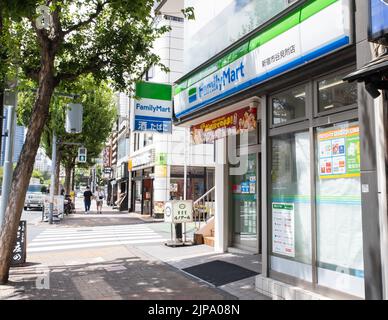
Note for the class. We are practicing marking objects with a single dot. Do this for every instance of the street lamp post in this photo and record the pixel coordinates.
(8, 157)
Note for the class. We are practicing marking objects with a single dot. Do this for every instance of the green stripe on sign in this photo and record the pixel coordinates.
(234, 55)
(275, 30)
(151, 90)
(192, 91)
(180, 87)
(313, 7)
(294, 18)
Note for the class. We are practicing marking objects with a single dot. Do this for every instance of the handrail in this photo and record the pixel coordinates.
(204, 196)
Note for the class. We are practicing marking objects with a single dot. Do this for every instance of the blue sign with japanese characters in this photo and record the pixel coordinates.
(153, 108)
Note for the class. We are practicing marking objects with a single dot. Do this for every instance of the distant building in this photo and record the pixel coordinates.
(18, 140)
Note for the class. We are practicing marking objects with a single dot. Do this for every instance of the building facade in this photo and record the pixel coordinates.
(295, 171)
(157, 161)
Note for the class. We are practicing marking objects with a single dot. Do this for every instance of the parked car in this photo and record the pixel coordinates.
(34, 197)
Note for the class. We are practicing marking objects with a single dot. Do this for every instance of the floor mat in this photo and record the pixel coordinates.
(219, 272)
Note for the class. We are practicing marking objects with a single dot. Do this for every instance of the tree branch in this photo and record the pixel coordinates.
(93, 66)
(99, 8)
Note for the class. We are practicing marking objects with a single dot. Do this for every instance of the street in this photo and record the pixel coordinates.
(113, 256)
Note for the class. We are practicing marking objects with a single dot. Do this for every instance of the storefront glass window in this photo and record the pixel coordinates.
(334, 93)
(244, 208)
(338, 198)
(291, 205)
(289, 105)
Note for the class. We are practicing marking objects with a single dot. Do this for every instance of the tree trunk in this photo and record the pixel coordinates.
(24, 168)
(68, 179)
(2, 84)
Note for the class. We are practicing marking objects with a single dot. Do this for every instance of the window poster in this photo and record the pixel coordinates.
(339, 153)
(283, 230)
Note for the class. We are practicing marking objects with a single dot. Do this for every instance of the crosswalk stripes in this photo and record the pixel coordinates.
(91, 237)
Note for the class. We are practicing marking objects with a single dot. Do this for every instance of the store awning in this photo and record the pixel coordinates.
(374, 74)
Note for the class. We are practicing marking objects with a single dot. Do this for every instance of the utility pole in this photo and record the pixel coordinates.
(8, 157)
(53, 174)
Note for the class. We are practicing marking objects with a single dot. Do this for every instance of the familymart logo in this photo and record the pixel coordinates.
(217, 82)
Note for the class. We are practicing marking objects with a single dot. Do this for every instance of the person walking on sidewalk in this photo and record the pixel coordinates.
(99, 196)
(87, 199)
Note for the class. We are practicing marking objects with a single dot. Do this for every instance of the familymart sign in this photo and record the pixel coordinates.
(153, 107)
(315, 29)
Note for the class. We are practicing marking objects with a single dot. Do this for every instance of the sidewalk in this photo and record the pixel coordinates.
(77, 259)
(112, 273)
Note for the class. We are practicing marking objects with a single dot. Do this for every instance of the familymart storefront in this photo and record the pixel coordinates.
(297, 201)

▶ **Work order**
Copy out every line from the one containing "the familymart sign" to the end of the material, both ends included.

▶ **Solution for this problem**
Note for the class. We are practicing marking objects with a single dot. Do this for every instance of the familymart sign in this photo and record the pixel coordinates.
(153, 107)
(315, 29)
Note for the class. We are practicing marking objects with a single dot. Do this for every instance of the sidewalk in this photo and record the pixel coordinates.
(77, 259)
(112, 273)
Note for the class. We are practicing marking objects with a single dot. Do this for every instance of the familymart storefront in this photo and record the pixel coordinates.
(297, 201)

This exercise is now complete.